- **Brief**
Rewrite only the listing lines from the one containing "Would you be able to tag the blue sky" through the one containing "(1076, 694)", requests included. Add 25 to each number in the answer coordinates, and leave the sample coordinates inside the requests unchanged.

BEGIN Records for processing

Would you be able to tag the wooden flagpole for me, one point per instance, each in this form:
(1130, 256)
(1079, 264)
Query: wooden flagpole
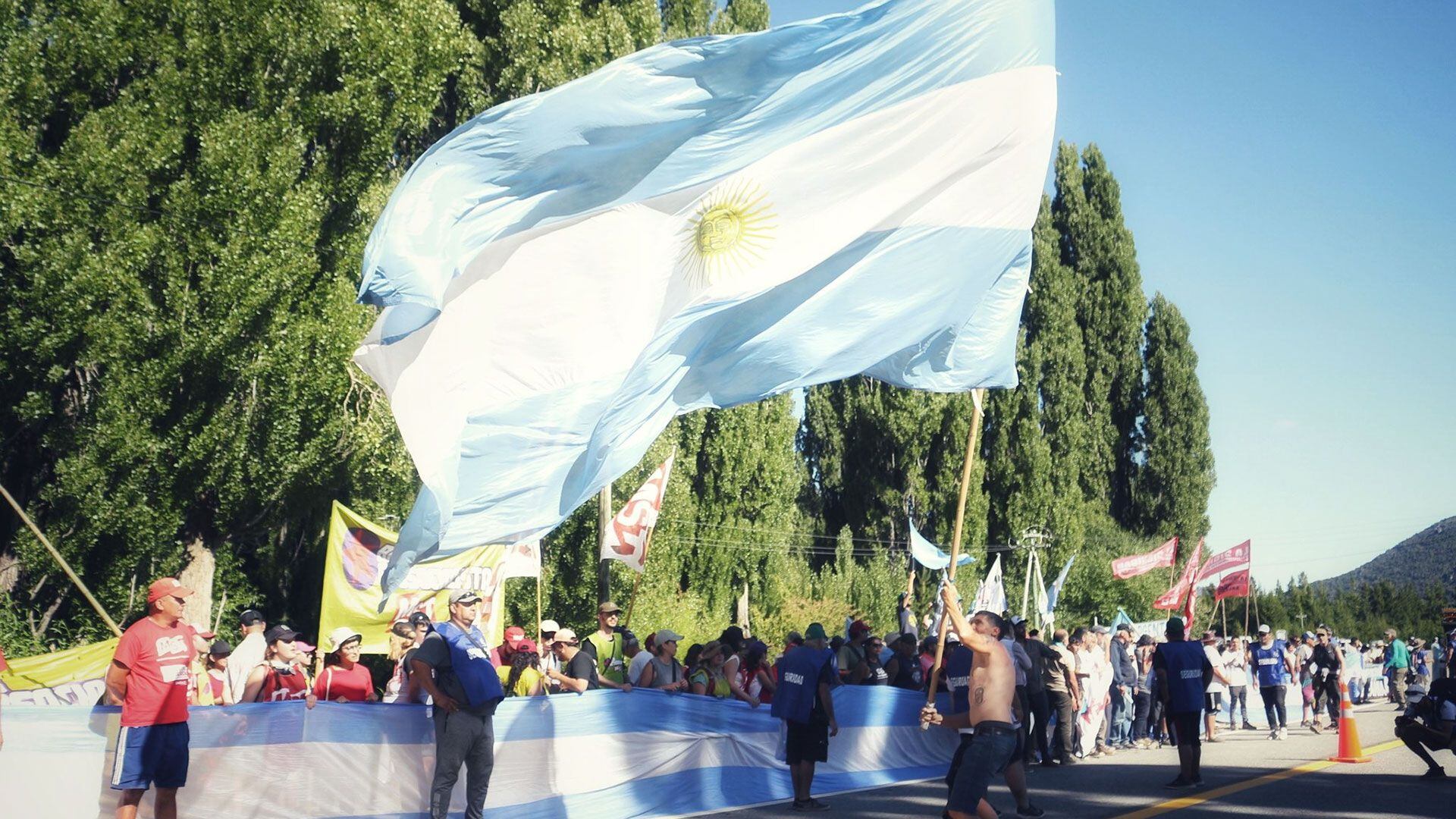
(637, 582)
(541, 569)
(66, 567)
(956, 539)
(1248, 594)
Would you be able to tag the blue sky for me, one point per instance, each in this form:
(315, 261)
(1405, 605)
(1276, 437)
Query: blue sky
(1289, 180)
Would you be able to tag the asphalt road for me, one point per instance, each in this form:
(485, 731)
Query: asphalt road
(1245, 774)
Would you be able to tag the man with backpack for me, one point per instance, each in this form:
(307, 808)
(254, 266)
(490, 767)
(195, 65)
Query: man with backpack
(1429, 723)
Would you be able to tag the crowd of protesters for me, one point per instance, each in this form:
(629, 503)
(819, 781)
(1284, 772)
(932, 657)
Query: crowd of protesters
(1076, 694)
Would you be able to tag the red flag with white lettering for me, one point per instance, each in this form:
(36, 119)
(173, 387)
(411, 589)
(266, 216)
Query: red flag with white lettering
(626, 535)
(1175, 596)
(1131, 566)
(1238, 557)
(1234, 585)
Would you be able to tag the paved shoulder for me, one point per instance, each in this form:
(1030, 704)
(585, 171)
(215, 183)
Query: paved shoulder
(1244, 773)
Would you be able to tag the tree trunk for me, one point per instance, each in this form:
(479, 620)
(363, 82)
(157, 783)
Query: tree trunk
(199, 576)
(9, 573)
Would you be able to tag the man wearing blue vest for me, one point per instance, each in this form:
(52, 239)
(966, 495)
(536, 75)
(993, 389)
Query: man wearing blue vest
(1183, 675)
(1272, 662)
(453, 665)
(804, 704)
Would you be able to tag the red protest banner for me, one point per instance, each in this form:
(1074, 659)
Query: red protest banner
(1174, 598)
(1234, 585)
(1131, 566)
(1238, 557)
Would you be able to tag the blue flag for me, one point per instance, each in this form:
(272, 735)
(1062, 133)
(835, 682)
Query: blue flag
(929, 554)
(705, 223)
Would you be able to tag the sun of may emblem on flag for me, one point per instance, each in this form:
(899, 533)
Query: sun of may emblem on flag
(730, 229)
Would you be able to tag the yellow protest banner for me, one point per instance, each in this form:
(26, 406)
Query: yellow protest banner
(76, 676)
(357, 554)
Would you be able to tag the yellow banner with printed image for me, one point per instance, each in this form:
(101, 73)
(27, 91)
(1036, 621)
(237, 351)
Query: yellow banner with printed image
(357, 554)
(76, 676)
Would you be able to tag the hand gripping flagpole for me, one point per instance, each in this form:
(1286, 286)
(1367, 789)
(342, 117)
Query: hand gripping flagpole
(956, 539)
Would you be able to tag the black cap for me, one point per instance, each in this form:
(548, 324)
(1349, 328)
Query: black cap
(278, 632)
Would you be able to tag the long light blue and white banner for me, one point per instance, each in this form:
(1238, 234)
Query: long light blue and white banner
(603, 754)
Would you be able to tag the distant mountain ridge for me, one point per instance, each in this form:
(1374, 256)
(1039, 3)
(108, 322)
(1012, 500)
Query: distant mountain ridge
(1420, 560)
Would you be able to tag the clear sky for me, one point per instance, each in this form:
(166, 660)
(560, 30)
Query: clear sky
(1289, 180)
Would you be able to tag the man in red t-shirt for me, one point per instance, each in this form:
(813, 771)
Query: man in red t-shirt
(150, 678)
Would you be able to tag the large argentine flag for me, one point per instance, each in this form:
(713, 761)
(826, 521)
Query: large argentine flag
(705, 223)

END Records for processing

- **Completed task**
Would you be able to tag the blue sky for me, one point per instance, each in this form:
(315, 261)
(1405, 605)
(1276, 437)
Query: blue sky
(1314, 205)
Would you be able to tag the asphalt road for me, one point per instance, each in this form:
(485, 731)
Query: asphalt road
(1270, 799)
Would you be able to tag the man with backpack for me, one point per instance, each in this form:
(307, 808)
(254, 266)
(490, 767)
(195, 65)
Query: man with backpack
(1454, 748)
Would you be able to tag the crowd of protesters for me, one point per instance, each in this form:
(629, 503)
(819, 781)
(1284, 772)
(932, 657)
Query: crowd of protesters
(1101, 719)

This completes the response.